▶ **PROBLEM DESCRIPTION**:
Line count for "bank": give how many lines in the data below contain it, with no other words.

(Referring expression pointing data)
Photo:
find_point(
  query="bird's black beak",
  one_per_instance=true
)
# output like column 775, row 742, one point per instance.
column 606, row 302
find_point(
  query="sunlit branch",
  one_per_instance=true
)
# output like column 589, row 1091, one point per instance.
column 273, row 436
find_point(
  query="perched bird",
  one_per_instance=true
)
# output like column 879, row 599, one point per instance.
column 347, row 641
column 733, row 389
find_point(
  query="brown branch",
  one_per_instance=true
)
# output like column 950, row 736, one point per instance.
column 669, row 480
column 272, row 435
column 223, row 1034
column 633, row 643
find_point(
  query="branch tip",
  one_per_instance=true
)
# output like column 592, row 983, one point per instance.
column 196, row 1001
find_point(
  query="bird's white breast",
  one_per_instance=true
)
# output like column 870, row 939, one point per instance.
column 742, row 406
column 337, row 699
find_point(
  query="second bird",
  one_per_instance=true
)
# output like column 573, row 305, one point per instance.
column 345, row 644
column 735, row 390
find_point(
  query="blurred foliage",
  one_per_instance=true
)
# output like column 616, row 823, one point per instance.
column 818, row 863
==
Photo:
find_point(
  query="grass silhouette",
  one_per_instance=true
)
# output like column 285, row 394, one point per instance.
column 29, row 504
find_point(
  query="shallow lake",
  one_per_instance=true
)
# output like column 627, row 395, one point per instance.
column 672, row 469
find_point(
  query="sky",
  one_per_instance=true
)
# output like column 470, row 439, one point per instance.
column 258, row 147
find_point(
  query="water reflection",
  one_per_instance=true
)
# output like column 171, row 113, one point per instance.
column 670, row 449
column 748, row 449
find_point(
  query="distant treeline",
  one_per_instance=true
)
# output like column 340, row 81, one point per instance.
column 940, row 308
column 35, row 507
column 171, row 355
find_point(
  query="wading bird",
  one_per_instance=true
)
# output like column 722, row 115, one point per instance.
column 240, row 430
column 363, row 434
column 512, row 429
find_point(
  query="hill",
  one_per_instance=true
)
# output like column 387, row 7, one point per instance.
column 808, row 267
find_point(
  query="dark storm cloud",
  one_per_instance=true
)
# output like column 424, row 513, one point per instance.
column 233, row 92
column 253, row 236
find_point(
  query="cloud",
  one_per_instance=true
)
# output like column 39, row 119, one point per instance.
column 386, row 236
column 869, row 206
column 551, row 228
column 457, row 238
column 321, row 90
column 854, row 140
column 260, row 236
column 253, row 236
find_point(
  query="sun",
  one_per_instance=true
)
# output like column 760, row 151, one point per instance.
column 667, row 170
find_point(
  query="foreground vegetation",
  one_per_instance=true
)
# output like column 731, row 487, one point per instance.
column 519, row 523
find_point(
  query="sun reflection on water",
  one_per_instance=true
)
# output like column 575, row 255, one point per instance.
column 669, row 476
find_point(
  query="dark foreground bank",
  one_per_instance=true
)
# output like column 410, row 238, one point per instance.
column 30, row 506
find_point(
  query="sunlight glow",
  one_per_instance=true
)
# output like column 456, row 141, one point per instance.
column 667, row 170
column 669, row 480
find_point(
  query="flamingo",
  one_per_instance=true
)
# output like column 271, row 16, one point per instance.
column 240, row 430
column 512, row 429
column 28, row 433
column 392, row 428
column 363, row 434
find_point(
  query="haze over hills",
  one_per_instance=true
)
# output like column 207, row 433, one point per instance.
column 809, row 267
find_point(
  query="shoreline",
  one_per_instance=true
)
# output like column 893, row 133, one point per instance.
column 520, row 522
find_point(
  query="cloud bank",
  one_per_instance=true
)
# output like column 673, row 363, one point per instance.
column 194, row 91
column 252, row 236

▶ **PROBLEM SOLUTION**:
2